■ **Written exercise**
Count the lines in the entries below that contain the string "door", matching case exactly, and give only that number.
---
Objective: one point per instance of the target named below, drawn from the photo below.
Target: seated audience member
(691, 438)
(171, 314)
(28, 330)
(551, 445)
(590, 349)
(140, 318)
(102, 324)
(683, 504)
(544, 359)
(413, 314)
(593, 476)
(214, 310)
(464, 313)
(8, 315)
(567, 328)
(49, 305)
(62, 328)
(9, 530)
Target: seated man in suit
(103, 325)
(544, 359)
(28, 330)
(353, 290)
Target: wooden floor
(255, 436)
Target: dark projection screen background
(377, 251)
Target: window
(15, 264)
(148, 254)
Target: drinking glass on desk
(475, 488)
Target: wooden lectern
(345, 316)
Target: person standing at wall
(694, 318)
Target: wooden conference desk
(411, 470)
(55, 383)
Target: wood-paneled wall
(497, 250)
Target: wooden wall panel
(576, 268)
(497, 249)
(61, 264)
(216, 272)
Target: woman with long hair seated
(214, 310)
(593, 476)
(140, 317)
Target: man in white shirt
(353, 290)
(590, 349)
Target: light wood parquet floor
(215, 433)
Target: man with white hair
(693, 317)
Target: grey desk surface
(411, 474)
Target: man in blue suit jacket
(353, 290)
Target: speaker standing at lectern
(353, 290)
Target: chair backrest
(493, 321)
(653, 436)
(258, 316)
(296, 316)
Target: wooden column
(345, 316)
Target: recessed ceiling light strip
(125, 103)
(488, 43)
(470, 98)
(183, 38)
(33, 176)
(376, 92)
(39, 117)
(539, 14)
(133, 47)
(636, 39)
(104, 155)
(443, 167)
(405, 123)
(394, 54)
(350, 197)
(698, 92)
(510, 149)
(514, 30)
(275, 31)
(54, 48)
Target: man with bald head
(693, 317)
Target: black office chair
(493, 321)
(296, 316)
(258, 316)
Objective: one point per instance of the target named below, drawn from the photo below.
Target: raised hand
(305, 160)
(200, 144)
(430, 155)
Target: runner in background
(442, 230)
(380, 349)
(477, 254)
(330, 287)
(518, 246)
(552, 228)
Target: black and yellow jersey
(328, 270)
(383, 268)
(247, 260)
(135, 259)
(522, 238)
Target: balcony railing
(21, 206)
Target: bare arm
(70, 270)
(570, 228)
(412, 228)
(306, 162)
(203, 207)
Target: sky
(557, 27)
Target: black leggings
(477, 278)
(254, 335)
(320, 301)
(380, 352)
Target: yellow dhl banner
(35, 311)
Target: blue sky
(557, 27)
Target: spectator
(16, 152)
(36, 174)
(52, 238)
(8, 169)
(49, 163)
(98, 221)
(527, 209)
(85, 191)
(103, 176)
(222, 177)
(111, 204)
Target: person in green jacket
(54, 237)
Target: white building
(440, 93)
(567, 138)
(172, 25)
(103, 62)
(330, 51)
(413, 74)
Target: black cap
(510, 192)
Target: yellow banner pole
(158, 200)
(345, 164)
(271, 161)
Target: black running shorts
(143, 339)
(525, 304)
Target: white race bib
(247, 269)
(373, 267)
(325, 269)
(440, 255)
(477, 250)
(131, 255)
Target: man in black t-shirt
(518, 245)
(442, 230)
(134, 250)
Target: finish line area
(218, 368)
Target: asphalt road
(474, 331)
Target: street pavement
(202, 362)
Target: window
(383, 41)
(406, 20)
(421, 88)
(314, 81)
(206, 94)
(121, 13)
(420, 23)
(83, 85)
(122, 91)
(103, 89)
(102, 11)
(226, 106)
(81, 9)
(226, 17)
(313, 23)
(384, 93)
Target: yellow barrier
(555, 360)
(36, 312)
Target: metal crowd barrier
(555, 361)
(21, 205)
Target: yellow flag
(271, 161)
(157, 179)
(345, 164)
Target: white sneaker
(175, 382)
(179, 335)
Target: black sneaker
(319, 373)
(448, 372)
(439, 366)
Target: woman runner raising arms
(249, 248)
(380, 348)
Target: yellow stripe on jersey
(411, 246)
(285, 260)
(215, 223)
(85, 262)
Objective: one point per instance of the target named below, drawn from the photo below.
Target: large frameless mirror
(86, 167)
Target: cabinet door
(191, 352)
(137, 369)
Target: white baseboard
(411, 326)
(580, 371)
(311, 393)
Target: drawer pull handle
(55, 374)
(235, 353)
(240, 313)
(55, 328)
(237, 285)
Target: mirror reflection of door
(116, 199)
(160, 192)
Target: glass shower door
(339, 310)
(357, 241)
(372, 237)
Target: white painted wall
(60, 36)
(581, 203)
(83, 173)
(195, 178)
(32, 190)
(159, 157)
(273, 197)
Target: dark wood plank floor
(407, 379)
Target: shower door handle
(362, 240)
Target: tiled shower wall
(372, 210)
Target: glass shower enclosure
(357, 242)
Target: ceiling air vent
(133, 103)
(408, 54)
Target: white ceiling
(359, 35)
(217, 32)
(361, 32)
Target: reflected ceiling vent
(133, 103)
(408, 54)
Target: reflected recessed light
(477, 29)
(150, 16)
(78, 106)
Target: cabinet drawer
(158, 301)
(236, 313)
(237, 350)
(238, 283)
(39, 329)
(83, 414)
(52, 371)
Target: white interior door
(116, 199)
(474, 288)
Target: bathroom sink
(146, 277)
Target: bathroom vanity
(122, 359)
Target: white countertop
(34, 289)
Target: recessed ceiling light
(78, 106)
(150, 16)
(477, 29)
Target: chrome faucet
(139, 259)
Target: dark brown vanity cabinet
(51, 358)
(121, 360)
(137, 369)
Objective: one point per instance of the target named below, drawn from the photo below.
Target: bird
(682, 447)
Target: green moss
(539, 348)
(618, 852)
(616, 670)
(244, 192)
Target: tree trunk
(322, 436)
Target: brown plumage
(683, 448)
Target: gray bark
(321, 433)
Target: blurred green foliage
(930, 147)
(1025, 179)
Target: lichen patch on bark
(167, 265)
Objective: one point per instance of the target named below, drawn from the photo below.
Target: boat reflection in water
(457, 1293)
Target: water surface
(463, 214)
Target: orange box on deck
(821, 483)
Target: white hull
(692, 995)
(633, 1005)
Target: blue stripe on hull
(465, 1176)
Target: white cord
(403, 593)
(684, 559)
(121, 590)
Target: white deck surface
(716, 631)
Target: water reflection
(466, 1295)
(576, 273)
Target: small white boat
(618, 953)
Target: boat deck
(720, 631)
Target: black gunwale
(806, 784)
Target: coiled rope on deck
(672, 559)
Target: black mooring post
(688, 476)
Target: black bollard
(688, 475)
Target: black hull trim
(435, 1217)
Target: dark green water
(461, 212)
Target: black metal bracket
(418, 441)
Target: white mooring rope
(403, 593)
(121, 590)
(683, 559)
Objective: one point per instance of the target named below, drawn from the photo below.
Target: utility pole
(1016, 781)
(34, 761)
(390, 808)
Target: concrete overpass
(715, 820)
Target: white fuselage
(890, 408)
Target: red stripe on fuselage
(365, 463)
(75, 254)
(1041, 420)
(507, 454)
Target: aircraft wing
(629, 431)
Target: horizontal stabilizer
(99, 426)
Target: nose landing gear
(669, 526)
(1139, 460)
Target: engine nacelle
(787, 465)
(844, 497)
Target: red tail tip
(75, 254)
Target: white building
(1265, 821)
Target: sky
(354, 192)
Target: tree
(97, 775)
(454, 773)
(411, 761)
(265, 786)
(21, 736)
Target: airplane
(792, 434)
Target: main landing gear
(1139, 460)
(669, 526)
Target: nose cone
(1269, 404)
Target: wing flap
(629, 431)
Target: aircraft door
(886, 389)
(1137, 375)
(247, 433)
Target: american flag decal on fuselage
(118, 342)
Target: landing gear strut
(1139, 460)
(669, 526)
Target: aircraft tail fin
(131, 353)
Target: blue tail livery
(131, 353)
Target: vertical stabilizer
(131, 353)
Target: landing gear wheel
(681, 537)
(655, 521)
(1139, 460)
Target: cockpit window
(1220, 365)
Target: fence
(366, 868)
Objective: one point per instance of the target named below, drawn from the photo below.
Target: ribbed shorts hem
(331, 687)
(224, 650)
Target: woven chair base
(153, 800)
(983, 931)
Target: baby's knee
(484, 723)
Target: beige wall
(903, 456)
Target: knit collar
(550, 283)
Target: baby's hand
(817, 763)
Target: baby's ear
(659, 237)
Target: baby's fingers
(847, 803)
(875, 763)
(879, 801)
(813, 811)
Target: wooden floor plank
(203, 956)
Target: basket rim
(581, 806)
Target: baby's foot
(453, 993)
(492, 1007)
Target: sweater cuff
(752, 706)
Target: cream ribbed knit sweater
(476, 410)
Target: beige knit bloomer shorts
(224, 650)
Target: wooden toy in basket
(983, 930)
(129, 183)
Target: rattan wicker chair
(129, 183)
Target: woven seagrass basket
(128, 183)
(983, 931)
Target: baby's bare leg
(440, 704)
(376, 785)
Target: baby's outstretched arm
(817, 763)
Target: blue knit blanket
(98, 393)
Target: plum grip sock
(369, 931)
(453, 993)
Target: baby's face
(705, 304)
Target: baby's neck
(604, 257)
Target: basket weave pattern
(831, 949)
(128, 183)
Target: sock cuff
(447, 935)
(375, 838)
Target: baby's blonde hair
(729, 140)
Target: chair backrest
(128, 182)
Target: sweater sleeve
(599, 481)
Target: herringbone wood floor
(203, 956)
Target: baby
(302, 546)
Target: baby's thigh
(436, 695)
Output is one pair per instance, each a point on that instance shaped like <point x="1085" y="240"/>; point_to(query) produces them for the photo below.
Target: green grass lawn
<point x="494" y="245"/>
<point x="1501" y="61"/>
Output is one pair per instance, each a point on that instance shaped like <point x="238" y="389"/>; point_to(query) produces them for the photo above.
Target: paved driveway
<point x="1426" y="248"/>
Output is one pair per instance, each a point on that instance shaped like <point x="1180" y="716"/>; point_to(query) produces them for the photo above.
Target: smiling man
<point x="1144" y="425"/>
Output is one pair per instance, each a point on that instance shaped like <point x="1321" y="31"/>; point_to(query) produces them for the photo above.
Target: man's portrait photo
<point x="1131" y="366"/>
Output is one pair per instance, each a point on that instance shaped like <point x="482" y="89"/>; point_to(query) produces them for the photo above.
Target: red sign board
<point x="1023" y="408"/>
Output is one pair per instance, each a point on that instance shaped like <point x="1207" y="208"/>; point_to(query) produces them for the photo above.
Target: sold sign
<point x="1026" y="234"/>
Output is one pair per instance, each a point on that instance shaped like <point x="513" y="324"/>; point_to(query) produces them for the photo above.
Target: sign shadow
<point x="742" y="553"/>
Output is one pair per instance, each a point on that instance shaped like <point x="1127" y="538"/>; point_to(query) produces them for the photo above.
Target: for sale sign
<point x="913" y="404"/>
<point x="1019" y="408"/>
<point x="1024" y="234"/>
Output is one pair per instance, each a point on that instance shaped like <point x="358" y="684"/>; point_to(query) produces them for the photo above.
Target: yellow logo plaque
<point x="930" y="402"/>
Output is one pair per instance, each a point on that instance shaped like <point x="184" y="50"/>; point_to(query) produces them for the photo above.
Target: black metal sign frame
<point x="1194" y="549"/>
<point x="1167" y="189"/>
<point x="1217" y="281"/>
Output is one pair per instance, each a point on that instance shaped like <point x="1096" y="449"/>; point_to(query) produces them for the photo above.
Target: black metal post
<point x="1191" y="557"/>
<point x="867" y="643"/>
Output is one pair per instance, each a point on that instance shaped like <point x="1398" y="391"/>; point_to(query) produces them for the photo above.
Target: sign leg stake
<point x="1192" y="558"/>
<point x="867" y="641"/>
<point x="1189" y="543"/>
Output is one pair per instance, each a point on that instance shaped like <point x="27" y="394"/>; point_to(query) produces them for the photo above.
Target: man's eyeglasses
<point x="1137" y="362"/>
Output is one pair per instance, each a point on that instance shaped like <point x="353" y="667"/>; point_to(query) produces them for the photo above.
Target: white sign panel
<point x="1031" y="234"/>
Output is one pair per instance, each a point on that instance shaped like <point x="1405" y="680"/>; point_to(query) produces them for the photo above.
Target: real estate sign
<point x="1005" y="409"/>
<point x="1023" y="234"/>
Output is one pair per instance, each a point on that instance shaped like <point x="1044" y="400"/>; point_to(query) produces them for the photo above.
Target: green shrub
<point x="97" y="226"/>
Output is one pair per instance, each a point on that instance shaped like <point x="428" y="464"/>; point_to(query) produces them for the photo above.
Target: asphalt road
---
■ **Finished exercise**
6